### MATERIALS PROVIDED
"""
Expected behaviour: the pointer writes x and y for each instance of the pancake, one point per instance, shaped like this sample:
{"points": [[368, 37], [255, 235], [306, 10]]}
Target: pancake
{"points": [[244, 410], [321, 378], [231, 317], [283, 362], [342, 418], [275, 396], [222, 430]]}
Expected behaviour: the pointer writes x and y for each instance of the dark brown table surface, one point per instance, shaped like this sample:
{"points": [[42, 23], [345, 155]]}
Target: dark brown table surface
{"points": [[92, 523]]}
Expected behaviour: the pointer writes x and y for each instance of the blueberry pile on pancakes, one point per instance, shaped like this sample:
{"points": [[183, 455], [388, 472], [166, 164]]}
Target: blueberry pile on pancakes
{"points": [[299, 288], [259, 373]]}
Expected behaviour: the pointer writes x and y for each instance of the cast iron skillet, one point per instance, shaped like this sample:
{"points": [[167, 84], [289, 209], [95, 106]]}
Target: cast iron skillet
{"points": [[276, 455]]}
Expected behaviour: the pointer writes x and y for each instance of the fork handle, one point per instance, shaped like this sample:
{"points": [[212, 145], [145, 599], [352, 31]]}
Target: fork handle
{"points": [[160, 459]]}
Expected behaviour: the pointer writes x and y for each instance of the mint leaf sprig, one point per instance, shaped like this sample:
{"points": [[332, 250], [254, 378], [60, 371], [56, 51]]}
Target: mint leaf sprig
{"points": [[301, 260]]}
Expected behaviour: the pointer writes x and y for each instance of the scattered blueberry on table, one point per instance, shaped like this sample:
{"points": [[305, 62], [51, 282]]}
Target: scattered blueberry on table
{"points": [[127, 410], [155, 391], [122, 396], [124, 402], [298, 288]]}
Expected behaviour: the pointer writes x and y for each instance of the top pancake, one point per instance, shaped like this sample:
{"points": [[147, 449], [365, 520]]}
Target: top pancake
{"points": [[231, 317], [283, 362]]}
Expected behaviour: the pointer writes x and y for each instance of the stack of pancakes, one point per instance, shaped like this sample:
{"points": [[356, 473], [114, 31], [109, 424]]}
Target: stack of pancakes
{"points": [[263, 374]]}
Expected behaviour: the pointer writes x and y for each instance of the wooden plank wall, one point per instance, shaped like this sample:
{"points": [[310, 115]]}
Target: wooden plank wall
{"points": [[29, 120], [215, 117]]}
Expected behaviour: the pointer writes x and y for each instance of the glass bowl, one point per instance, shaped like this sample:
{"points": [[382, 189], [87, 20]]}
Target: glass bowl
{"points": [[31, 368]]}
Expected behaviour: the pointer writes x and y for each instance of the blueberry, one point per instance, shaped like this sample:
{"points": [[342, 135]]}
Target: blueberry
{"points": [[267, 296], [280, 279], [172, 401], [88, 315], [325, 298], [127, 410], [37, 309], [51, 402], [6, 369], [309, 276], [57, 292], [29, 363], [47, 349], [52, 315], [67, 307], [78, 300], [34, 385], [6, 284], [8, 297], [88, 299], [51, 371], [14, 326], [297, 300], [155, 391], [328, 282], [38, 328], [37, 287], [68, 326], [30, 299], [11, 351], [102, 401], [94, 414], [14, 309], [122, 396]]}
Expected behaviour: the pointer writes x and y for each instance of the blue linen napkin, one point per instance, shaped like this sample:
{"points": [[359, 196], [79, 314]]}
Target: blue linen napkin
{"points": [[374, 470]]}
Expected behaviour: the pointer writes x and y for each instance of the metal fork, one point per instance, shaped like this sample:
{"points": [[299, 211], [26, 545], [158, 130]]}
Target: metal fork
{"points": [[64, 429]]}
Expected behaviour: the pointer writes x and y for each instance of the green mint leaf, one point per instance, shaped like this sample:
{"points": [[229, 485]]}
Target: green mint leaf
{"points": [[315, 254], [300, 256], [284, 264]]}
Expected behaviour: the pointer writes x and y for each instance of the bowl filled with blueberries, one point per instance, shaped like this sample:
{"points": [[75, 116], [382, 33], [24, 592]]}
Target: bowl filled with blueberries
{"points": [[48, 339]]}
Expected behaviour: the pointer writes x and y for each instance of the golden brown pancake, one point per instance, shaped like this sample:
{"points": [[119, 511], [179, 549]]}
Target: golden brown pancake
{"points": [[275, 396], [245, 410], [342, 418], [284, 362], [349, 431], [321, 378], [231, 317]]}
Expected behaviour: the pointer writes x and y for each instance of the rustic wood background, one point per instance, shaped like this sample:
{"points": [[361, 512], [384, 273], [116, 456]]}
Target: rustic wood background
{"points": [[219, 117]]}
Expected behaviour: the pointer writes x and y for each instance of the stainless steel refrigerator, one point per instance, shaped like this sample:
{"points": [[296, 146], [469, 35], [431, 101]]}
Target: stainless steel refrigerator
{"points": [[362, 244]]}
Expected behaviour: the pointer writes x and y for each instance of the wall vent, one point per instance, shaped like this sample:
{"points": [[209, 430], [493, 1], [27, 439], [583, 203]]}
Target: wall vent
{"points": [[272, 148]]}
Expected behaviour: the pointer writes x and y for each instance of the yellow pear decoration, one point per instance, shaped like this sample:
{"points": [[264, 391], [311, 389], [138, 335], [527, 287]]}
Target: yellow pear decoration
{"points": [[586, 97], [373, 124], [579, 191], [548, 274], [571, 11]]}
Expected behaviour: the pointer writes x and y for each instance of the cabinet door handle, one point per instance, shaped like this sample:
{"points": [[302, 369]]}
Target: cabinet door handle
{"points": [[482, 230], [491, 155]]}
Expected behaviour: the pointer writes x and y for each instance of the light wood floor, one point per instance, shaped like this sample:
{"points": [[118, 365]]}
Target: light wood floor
"""
### EXERCISE REQUIREMENTS
Write the material above out again, exactly as it reads.

### OUTPUT FOR THIS TASK
Expected behaviour: the pointer writes x and y for each instance of the pancake, one point per instance, shaped like this sample:
{"points": [[368, 37], [255, 235], [306, 10]]}
Target: pancake
{"points": [[244, 410], [321, 378], [231, 317], [283, 362], [342, 418], [275, 396], [222, 430]]}
Expected behaviour: the pointer writes x and y for each instance of the dark brown table surface, one point per instance, shaped like this sample:
{"points": [[42, 23], [345, 155]]}
Target: dark brown table surface
{"points": [[92, 523]]}
Expected behaviour: the pointer writes x and y for each instance of the blueberry pile on pancakes, one point per instance, shaped like this sample:
{"points": [[183, 455], [388, 472], [166, 164]]}
Target: blueberry pile on pancakes
{"points": [[299, 288], [259, 373]]}
Expected behaviour: the pointer writes x and y for each instance of the cast iron skillet, one point per instance, shaped like this sample:
{"points": [[167, 84], [289, 209], [95, 106]]}
Target: cast iron skillet
{"points": [[276, 455]]}
Expected behaviour: the pointer writes x and y for each instance of the fork handle, one point per instance, shaped like this sample:
{"points": [[212, 145], [145, 599], [352, 31]]}
Target: fork handle
{"points": [[160, 459]]}
Expected behaviour: the pointer writes x and y for each instance of the mint leaf sprig, one point per instance, shaped like this sample:
{"points": [[332, 250], [254, 378], [60, 371], [56, 51]]}
Target: mint leaf sprig
{"points": [[301, 260]]}
Expected behaviour: the pointer writes x and y for each instance of the scattered blueberry on table, one point per instance, shaped like this sample:
{"points": [[305, 62], [51, 282]]}
Target: scattered blueberry on table
{"points": [[127, 410], [155, 391], [122, 396], [124, 402], [298, 288]]}
Expected behaviour: the pointer writes x and y for each instance of the top pancake, one point per instance, shaped like this sample:
{"points": [[147, 449], [365, 520]]}
Target: top pancake
{"points": [[231, 317], [283, 362]]}
Expected behaviour: the pointer writes x and y for each instance of the stack of pancakes, one point per instance, shaped like this sample:
{"points": [[356, 473], [114, 31], [109, 424]]}
Target: stack of pancakes
{"points": [[263, 374]]}
Expected behaviour: the pointer writes x and y for each instance of the wooden plank wall, one point per instance, shaped like this sample:
{"points": [[310, 115]]}
Target: wooden plank wall
{"points": [[29, 120], [215, 117]]}
Expected behaviour: the pointer writes x and y for each instance of the glass bowl, one point per instance, shaped like this sample:
{"points": [[382, 189], [87, 20]]}
Target: glass bowl
{"points": [[31, 368]]}
Expected behaviour: the pointer writes x and y for each instance of the blueberry, one point per instance, shaped like this sample:
{"points": [[342, 135]]}
Target: blueberry
{"points": [[267, 296], [280, 279], [172, 401], [88, 315], [325, 298], [127, 410], [37, 309], [51, 402], [6, 369], [309, 276], [57, 292], [29, 363], [47, 349], [52, 315], [67, 307], [78, 300], [34, 385], [6, 284], [8, 297], [88, 299], [51, 371], [14, 326], [297, 300], [155, 391], [328, 282], [38, 328], [37, 287], [68, 326], [30, 299], [11, 351], [102, 401], [94, 414], [14, 309], [122, 396]]}
Expected behaviour: the pointer writes x and y for each instance of the blue linen napkin, one point per instance, shaped like this sample:
{"points": [[359, 196], [79, 314]]}
Target: blue linen napkin
{"points": [[374, 470]]}
Expected behaviour: the pointer writes x and y for each instance of the metal fork, one point per instance, shaped like this sample:
{"points": [[299, 211], [26, 545], [158, 130]]}
Target: metal fork
{"points": [[64, 429]]}
Expected behaviour: the pointer writes x and y for each instance of the green mint leaf, one point per instance, shaped like this sample:
{"points": [[229, 485]]}
Target: green mint leaf
{"points": [[315, 254], [300, 256], [284, 264]]}
Expected behaviour: the pointer writes x and y for each instance of the bowl filled with blueberries, one point per instance, shaped like this sample:
{"points": [[75, 116], [382, 33], [24, 592]]}
Target: bowl filled with blueberries
{"points": [[48, 339]]}
Expected behaviour: the pointer writes x and y for each instance of the golden brown pancake, one point per instance, shaped like this sample:
{"points": [[119, 511], [179, 549]]}
Target: golden brown pancake
{"points": [[275, 396], [245, 410], [342, 418], [284, 362], [349, 431], [321, 378], [231, 317]]}
Expected behaviour: the pointer writes x and y for each instance of the rustic wood background, one point per instance, shaped like this sample:
{"points": [[361, 512], [384, 273], [116, 456]]}
Target: rustic wood background
{"points": [[219, 117]]}
Expected behaviour: the pointer writes x and y for each instance of the stainless steel refrigerator, one point per instance, shaped like this sample:
{"points": [[296, 146], [469, 35], [431, 101]]}
Target: stainless steel refrigerator
{"points": [[362, 244]]}
Expected behaviour: the pointer writes x and y for each instance of the wall vent, one point per instance, shaped like this sample:
{"points": [[209, 430], [493, 1], [27, 439], [583, 203]]}
Target: wall vent
{"points": [[272, 148]]}
Expected behaviour: the pointer writes x and y for each instance of the yellow pear decoration, one point per instance, shaped like this sample:
{"points": [[264, 391], [311, 389], [138, 335], [527, 287]]}
Target: yellow pear decoration
{"points": [[586, 97], [373, 124], [579, 191], [548, 274], [571, 11]]}
Expected behaviour: the pointer writes x and y for each instance of the cabinet door handle, one point per instance, shaped like this sample:
{"points": [[302, 369]]}
Target: cabinet door handle
{"points": [[482, 230], [491, 155]]}
Expected behaviour: the pointer writes x and y for each instance of the light wood floor, one point per instance, shaped like this sample:
{"points": [[118, 365]]}
Target: light wood floor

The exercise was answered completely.